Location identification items

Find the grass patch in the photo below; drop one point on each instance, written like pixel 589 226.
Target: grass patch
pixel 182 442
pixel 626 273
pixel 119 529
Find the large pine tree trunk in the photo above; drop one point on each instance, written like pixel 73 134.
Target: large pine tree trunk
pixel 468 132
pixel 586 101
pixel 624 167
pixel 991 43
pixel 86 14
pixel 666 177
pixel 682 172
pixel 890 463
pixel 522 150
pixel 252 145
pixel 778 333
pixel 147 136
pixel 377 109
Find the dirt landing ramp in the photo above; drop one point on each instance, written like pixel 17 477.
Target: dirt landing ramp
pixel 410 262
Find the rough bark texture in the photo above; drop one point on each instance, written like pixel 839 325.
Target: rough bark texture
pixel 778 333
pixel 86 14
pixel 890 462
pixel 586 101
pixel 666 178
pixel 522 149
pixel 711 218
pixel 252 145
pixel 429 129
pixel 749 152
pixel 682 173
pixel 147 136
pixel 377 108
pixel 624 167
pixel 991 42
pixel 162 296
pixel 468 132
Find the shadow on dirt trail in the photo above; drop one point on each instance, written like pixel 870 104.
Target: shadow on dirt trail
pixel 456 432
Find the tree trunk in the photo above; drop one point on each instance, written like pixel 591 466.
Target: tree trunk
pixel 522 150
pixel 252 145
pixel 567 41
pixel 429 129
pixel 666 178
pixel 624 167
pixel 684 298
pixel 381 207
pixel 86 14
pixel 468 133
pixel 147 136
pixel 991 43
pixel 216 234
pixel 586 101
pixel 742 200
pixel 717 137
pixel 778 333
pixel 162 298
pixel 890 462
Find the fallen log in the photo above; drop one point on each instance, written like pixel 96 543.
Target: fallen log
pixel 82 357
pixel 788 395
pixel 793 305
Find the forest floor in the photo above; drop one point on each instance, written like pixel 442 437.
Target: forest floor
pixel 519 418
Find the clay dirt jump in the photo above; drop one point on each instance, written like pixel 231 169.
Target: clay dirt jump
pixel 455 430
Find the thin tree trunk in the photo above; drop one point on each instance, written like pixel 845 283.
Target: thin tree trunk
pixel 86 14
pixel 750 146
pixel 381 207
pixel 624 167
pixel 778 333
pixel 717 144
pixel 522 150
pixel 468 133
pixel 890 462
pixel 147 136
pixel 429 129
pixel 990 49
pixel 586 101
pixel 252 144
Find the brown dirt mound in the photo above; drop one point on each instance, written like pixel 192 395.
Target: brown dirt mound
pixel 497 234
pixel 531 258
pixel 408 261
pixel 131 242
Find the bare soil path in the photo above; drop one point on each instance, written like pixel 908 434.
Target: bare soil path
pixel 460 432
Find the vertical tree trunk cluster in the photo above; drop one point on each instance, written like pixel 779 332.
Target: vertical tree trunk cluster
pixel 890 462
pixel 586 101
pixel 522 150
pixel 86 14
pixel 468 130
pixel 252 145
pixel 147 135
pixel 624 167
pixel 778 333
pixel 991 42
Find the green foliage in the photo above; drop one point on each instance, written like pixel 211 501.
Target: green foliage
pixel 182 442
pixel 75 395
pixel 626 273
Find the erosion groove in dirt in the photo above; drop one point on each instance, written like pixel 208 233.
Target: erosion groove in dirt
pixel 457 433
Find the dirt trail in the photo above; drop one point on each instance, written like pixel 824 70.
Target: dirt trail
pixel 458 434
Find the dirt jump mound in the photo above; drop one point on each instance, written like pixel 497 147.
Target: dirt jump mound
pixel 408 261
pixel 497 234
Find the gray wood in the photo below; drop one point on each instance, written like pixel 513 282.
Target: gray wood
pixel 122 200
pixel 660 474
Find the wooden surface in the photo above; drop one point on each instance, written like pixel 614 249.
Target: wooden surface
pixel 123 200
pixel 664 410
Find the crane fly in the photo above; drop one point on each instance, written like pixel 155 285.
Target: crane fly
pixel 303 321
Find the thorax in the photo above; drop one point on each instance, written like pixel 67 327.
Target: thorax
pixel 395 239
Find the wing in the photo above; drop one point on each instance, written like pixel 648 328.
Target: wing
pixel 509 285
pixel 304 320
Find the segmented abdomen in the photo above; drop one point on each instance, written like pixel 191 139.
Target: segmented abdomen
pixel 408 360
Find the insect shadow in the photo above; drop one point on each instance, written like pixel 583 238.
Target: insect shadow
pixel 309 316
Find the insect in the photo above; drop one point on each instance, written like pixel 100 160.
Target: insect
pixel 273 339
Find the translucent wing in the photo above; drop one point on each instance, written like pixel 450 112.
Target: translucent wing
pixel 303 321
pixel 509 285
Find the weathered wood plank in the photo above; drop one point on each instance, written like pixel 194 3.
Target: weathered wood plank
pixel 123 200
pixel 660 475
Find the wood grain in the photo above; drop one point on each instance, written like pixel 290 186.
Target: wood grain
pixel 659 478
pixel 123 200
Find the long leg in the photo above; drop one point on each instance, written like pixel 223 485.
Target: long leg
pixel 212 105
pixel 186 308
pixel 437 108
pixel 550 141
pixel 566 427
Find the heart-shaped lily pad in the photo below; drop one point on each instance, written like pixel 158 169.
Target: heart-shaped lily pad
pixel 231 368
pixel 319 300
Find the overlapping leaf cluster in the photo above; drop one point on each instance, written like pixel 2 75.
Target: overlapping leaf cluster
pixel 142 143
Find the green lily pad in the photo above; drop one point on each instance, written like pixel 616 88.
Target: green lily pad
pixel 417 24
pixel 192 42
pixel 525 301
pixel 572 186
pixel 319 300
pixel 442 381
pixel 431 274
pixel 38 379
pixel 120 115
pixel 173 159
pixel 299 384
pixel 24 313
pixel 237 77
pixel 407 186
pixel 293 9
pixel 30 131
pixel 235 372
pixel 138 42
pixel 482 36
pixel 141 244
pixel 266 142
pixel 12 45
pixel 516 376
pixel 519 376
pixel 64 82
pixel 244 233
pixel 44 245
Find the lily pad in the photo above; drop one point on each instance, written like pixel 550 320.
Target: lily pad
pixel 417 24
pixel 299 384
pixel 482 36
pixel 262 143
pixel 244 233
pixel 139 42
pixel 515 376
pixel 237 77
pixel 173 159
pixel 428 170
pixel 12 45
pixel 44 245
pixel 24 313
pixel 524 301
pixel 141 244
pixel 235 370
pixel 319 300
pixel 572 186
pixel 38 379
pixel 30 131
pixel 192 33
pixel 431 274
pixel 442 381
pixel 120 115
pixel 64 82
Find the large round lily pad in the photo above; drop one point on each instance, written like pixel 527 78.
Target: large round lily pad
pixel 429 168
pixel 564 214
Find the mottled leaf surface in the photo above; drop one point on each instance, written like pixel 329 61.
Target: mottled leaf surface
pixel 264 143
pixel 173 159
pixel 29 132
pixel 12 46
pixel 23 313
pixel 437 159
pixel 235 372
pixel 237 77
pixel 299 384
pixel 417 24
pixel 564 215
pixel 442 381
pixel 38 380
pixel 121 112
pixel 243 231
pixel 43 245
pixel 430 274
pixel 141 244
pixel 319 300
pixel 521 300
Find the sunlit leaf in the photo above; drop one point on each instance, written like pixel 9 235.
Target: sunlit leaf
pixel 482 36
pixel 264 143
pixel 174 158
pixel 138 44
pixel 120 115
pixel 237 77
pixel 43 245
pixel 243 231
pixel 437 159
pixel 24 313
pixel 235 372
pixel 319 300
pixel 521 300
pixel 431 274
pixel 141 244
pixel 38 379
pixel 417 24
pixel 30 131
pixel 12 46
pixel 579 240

OBJECTIVE
In the part of the items that opens with the line containing "Find the gray" and closes with the line containing "pixel 566 427", substitute "daddy longlegs" for "crane fly" and reproduce only that part, leaving everything else unchanged.

SOLUTION FOR THIS EXERCISE
Find the gray wood in the photo below; drop one point on each instance, written like pixel 513 282.
Target: gray wood
pixel 122 200
pixel 660 474
Find the wooden surface in the photo above; drop one point on each instance, written like pixel 614 249.
Target: wooden surface
pixel 123 200
pixel 664 410
Find the daddy longlegs in the photo above; drop one point on each instance, written like pixel 155 285.
Target: daddy longlegs
pixel 303 321
Find the thorax in the photo above; drop one point on each instance, written like pixel 67 327.
Target: thorax
pixel 395 239
Find the wing in the photo above; drop one point on each instance, written like pixel 648 328.
Target: wing
pixel 509 285
pixel 304 320
Find the segmented abdomen in the photo above; drop one point on each instance, written like pixel 191 139.
Target: segmented abdomen
pixel 408 360
Find the insect shadow in the photo above; drop one point on each instance, written like pixel 583 238.
Target: insect shadow
pixel 309 316
Find the insect in the photo above; drop one point on each instance, written like pixel 100 160.
Target: insect
pixel 273 339
Find the translucent wing in the photo above; drop one point on each instance, written like pixel 450 112.
Target: translucent wing
pixel 303 321
pixel 509 285
Find the weathered wood plank in the photo above; drop one point on each instance, written like pixel 194 3.
Target: weathered wood plank
pixel 123 200
pixel 660 475
Find the wood grain in the photo above; drop one point on each instance, written like pixel 290 186.
Target: wood grain
pixel 659 478
pixel 123 200
Find the long leg in the photo above; drop one point on each instance, written like pixel 223 485.
Target: long leg
pixel 212 105
pixel 186 308
pixel 437 108
pixel 550 141
pixel 566 427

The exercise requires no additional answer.